- The task -
In the lines below, change every "concrete column" to "stone pillar" and return them otherwise unchanged, without the pictures.

══════════

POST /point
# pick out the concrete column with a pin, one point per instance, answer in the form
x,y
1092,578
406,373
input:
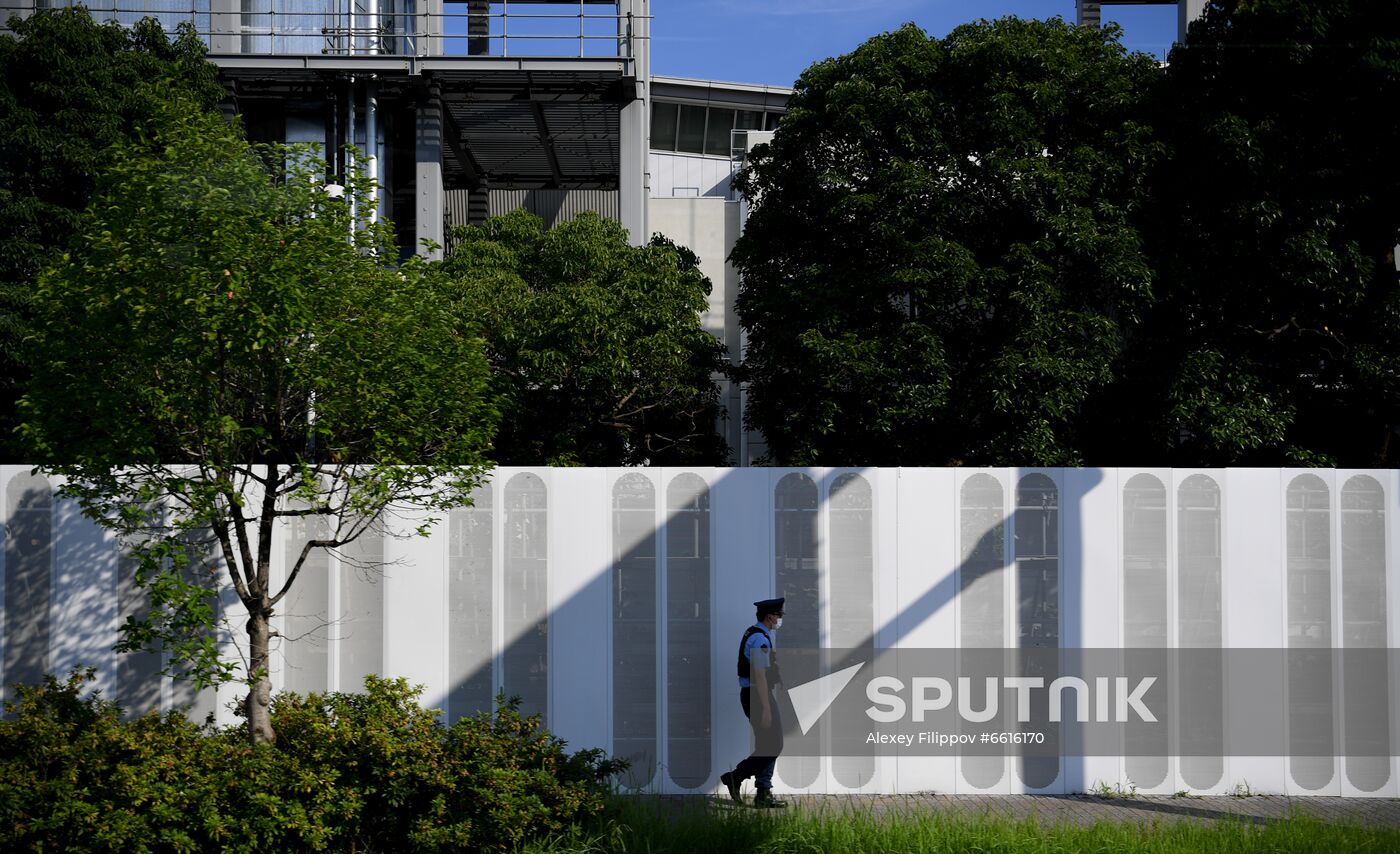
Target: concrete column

══════════

- Exercise output -
POST /point
# pick out the stone pillar with a pin, one point per instance, answer in the form
x,y
1092,578
406,373
input:
Target: stone pillar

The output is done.